▶ Work to complete
Copy every line again, starting with the line containing "like x=334, y=135." and going on through the line containing "x=226, y=113", and multiply each coordinate of the marked points on their own lines by 0.95, rounding to whole numbers with halves rounded up. Keep the coordinates after "written like" unchanged.

[A run of records]
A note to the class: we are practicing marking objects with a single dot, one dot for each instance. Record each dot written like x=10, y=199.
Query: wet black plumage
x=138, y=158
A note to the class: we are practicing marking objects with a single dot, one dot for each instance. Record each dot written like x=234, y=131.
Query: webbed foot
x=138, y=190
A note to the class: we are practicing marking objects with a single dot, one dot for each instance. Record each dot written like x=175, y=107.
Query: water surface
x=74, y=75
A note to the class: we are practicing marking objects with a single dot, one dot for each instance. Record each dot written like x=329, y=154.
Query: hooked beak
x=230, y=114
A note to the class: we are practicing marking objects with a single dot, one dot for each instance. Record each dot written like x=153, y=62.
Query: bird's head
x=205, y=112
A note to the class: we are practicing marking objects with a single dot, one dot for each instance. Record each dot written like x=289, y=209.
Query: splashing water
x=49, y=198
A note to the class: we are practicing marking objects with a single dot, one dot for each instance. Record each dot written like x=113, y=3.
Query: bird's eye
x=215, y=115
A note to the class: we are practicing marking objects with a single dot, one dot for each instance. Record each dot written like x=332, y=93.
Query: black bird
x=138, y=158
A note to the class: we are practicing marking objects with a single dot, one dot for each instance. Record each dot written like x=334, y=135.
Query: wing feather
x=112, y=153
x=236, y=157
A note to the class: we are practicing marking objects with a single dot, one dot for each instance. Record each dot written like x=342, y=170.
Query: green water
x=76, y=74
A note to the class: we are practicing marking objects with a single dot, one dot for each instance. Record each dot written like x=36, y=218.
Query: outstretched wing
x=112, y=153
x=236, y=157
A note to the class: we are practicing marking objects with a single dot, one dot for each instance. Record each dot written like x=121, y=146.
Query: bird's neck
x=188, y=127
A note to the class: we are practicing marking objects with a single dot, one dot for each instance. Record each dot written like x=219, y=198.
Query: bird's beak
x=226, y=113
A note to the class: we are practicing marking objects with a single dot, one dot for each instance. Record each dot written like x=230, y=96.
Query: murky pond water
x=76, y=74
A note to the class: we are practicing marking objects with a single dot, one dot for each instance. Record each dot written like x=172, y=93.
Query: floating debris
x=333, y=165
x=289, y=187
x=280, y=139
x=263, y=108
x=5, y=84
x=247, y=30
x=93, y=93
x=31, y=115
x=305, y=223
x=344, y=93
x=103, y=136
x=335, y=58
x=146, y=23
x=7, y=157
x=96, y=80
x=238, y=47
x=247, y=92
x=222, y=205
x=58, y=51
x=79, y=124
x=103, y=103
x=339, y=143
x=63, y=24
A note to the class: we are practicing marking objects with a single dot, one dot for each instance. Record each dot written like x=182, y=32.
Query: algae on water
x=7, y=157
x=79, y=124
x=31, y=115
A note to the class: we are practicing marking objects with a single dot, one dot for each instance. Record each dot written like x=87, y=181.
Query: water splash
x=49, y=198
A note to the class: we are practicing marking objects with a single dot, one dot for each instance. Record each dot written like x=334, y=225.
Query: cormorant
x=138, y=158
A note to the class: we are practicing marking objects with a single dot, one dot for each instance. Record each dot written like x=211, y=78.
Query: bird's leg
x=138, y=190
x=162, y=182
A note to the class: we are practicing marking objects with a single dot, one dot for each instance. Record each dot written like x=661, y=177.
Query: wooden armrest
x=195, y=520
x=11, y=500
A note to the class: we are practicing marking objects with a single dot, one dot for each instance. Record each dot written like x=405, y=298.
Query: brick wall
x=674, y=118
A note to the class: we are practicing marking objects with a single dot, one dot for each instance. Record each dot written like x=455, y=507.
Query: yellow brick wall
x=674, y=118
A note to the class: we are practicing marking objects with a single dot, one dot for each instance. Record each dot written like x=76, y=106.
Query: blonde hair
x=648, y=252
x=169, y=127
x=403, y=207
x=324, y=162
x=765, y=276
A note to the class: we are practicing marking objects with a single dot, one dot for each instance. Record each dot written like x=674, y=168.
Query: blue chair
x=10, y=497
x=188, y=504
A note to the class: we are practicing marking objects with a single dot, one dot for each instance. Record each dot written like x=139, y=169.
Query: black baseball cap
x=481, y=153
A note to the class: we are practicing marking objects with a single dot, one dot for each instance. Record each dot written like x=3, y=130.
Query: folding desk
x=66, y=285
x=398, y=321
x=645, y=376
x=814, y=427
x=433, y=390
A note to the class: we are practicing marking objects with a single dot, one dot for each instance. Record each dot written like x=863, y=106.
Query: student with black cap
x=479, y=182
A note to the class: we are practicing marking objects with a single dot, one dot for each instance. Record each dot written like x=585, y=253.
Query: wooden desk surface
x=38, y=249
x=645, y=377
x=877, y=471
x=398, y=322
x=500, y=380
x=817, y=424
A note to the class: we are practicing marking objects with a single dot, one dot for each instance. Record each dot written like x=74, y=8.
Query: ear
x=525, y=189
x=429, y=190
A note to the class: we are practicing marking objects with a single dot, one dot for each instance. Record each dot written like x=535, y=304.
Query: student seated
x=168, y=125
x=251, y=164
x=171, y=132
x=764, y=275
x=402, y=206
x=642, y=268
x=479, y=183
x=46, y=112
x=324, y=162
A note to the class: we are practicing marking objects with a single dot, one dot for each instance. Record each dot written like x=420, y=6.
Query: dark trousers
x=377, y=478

▶ Full response
A note to the class: we are practicing marking objects with a single dot, one dot for each instance. Record each dot written like x=334, y=135.
Query: wing feather
x=106, y=145
x=224, y=149
A note to the class: we are practicing marking objects with a single dot, one dot for each instance. Record each dot written like x=342, y=170.
Query: green water
x=72, y=70
A note to the class: we are practicing marking objects with a single dot, one dot for each instance. Record each dot written like x=36, y=218.
Query: outstretched wing
x=106, y=145
x=224, y=149
A note to the class: we are practicing marking objects with a single dot, one dot for each instance. Record each dot written like x=121, y=146.
Query: bird's neck
x=179, y=121
A note to the class: we are practicing marking objects with a single dot, one dot for each instance. Record each dot written like x=219, y=198.
Query: bird's beak
x=215, y=107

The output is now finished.